• [STATED PROBLEM]:
Write out the data below in full. Keep it exact.

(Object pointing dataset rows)
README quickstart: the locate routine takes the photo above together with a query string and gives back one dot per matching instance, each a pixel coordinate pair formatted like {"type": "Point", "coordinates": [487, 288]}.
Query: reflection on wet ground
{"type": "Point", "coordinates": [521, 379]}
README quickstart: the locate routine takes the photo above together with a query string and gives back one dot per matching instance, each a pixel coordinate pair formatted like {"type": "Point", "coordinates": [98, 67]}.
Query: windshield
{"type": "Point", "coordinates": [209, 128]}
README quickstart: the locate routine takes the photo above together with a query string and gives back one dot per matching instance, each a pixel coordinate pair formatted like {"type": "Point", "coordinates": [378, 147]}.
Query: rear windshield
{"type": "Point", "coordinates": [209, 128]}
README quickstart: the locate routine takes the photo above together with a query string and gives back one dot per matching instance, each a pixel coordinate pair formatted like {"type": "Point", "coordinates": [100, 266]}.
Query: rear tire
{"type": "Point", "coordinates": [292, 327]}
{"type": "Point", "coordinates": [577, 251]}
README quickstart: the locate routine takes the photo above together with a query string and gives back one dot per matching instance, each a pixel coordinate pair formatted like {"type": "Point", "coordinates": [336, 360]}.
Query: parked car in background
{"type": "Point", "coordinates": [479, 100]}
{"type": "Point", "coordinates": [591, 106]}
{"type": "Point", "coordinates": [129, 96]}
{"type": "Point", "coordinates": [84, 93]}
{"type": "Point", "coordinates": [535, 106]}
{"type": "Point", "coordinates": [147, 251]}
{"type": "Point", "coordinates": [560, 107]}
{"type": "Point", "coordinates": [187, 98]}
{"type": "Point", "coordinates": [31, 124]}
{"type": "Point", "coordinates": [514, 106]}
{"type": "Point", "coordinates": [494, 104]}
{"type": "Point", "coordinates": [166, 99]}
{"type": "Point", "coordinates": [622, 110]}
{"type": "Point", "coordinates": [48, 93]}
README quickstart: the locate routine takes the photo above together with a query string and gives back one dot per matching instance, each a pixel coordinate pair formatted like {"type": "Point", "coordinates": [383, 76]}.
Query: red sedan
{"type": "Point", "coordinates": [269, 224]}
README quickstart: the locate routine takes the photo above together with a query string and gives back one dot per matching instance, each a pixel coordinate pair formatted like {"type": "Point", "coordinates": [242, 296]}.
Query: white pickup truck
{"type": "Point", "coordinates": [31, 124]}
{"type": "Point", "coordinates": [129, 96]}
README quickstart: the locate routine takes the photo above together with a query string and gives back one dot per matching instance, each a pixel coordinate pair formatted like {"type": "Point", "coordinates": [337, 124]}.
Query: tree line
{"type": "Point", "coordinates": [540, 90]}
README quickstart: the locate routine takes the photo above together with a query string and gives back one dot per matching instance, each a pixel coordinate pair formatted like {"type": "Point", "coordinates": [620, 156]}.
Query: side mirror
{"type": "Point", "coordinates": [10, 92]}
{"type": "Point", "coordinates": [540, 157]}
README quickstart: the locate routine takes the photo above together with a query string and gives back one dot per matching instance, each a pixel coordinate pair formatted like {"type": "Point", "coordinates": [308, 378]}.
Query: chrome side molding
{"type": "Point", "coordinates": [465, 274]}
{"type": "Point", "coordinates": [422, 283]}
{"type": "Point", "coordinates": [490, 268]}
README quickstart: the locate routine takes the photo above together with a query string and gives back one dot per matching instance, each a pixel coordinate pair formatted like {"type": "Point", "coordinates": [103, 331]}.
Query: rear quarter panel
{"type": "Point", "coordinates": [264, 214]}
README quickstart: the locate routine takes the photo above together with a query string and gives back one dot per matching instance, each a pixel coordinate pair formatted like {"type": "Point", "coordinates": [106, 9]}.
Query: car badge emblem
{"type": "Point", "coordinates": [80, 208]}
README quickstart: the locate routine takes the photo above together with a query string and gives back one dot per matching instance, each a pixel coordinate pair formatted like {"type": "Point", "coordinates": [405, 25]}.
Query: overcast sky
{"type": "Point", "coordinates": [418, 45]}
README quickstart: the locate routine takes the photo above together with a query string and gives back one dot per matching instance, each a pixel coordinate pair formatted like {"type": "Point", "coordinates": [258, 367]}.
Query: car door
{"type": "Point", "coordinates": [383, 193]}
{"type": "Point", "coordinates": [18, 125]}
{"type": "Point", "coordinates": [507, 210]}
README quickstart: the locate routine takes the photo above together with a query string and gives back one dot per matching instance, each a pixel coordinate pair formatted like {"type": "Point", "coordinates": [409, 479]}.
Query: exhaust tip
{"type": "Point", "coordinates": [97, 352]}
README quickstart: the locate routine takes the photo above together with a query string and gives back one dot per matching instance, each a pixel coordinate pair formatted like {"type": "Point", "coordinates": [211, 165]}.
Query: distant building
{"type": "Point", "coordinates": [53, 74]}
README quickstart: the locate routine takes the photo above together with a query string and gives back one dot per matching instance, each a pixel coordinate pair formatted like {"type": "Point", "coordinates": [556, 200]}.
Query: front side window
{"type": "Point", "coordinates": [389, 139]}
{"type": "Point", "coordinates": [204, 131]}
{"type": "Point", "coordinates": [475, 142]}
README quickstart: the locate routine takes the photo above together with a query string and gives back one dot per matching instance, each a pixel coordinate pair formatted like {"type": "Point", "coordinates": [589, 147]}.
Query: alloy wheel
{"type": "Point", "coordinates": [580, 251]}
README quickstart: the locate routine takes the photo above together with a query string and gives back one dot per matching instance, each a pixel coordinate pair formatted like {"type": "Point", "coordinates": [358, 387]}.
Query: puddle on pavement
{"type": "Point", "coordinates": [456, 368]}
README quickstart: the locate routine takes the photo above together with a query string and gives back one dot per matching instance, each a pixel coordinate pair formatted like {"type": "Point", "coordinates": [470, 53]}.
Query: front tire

• [WRITTEN RESPONSE]:
README quickstart: the locate routine takes the photo above together with a query string and gives back one dot per matching instance, each a pixel coordinate pair formatted like {"type": "Point", "coordinates": [487, 288]}.
Query: reflection on wet ground
{"type": "Point", "coordinates": [521, 379]}
README quickstart: the locate routine takes the photo above together with a query string and gives back one dot per matching instance, each a pixel coordinate pair formatted like {"type": "Point", "coordinates": [98, 67]}.
Query: windshield
{"type": "Point", "coordinates": [209, 128]}
README quickstart: the locate routine takes the photo above together with a query string and gives back one dot per matching instance, each a pixel coordinate pair formatted like {"type": "Point", "coordinates": [378, 147]}.
Query: rear windshield
{"type": "Point", "coordinates": [209, 128]}
README quickstart: the locate routine takes the photo above together with a query string and gives back one dot per matching instance, each a pixel coordinate pair formatted like {"type": "Point", "coordinates": [100, 266]}.
Query: rear tire
{"type": "Point", "coordinates": [292, 327]}
{"type": "Point", "coordinates": [577, 251]}
README quickstart: the locate routine takes the photo above together with a query string and gives back one dot per matching instance, each a pixel coordinate pair formatted like {"type": "Point", "coordinates": [336, 360]}.
Query: parked car in background
{"type": "Point", "coordinates": [479, 100]}
{"type": "Point", "coordinates": [591, 106]}
{"type": "Point", "coordinates": [129, 96]}
{"type": "Point", "coordinates": [84, 93]}
{"type": "Point", "coordinates": [535, 106]}
{"type": "Point", "coordinates": [147, 251]}
{"type": "Point", "coordinates": [560, 107]}
{"type": "Point", "coordinates": [187, 98]}
{"type": "Point", "coordinates": [31, 124]}
{"type": "Point", "coordinates": [514, 106]}
{"type": "Point", "coordinates": [494, 104]}
{"type": "Point", "coordinates": [166, 99]}
{"type": "Point", "coordinates": [622, 110]}
{"type": "Point", "coordinates": [48, 93]}
README quickstart: the locate routine takes the photo above together with a query string and gives back one dot per matching instance, each a pixel coordinate pair formatted like {"type": "Point", "coordinates": [383, 76]}.
Query: red sedan
{"type": "Point", "coordinates": [269, 224]}
README quickstart: the locate routine takes the photo above together with a query string and gives back one dot per matching instance, each a pixel coordinate pair formatted like {"type": "Point", "coordinates": [242, 296]}.
Query: white pickup truck
{"type": "Point", "coordinates": [31, 124]}
{"type": "Point", "coordinates": [129, 96]}
README quickstart: the locate routine takes the photo above together with a query string and gives back one dot per matching instance, each a pixel coordinate pair formatted like {"type": "Point", "coordinates": [337, 124]}.
Query: tree line
{"type": "Point", "coordinates": [540, 90]}
README quickstart: the locate routine takes the photo above together with a query string and gives back one dot per matching instance, each a pixel coordinate pair formatted like {"type": "Point", "coordinates": [620, 156]}.
Query: side mirror
{"type": "Point", "coordinates": [10, 92]}
{"type": "Point", "coordinates": [540, 157]}
README quickstart: the locate routine takes the photo above together with a query string and gives back one dot per matching instance, each a pixel coordinate pair formatted like {"type": "Point", "coordinates": [308, 378]}.
Query: chrome side molding
{"type": "Point", "coordinates": [465, 274]}
{"type": "Point", "coordinates": [422, 283]}
{"type": "Point", "coordinates": [490, 268]}
README quickstart: the locate routine takes the photo above together with a query string and gives back one dot per matching instance, each a pixel coordinate pair formatted like {"type": "Point", "coordinates": [103, 331]}.
Query: rear quarter panel
{"type": "Point", "coordinates": [264, 214]}
README quickstart: the locate routine takes the photo above together with a query string and gives back one dot per matching instance, each a pixel coordinate pair formatted like {"type": "Point", "coordinates": [106, 9]}.
Query: car badge emblem
{"type": "Point", "coordinates": [80, 208]}
README quickstart: the locate routine takes the photo above together with a query string and gives back one dot per matching instance, each a pixel coordinate pair formatted like {"type": "Point", "coordinates": [405, 25]}.
Query: overcast sky
{"type": "Point", "coordinates": [418, 45]}
README quickstart: the locate routine takes the photo above together with a query string and gives back one dot per matching instance, each a pixel coordinate pair formatted like {"type": "Point", "coordinates": [258, 367]}.
Query: car door
{"type": "Point", "coordinates": [383, 193]}
{"type": "Point", "coordinates": [18, 125]}
{"type": "Point", "coordinates": [507, 210]}
README quickstart: the locate routine takes the photo above together with a query string and gives back one dot per matching instance, each a pixel coordinate pair formatted like {"type": "Point", "coordinates": [409, 479]}.
Query: exhaust tip
{"type": "Point", "coordinates": [97, 352]}
README quickstart: the locate routine takes the photo above together with a query string and gives back one dot per matching instance, each a pixel coordinate pair formatted like {"type": "Point", "coordinates": [211, 165]}.
Query: distant building
{"type": "Point", "coordinates": [53, 74]}
README quickstart: the locate routine takes the photo above together with a query string and gives back one dot per matching instance, each a pixel coordinate pair formatted like {"type": "Point", "coordinates": [556, 200]}.
Query: front side window
{"type": "Point", "coordinates": [389, 139]}
{"type": "Point", "coordinates": [204, 131]}
{"type": "Point", "coordinates": [475, 142]}
README quickstart: the locate routine takes the photo above together with a query string and gives back one dot per matching instance, each a pixel coordinate pair formatted like {"type": "Point", "coordinates": [589, 147]}.
Query: alloy wheel
{"type": "Point", "coordinates": [580, 251]}
README quickstart: the locate routine takes the photo above together with a query string and gives back one dot per matching instance, each a pixel coordinate pair formatted like {"type": "Point", "coordinates": [358, 387]}.
Query: puddle on pavement
{"type": "Point", "coordinates": [456, 368]}
README quickstart: the locate routine takes the photo above together with a query string and gives back one dot per matching instance, each a pixel coordinate pair formatted like {"type": "Point", "coordinates": [470, 53]}.
Query: front tire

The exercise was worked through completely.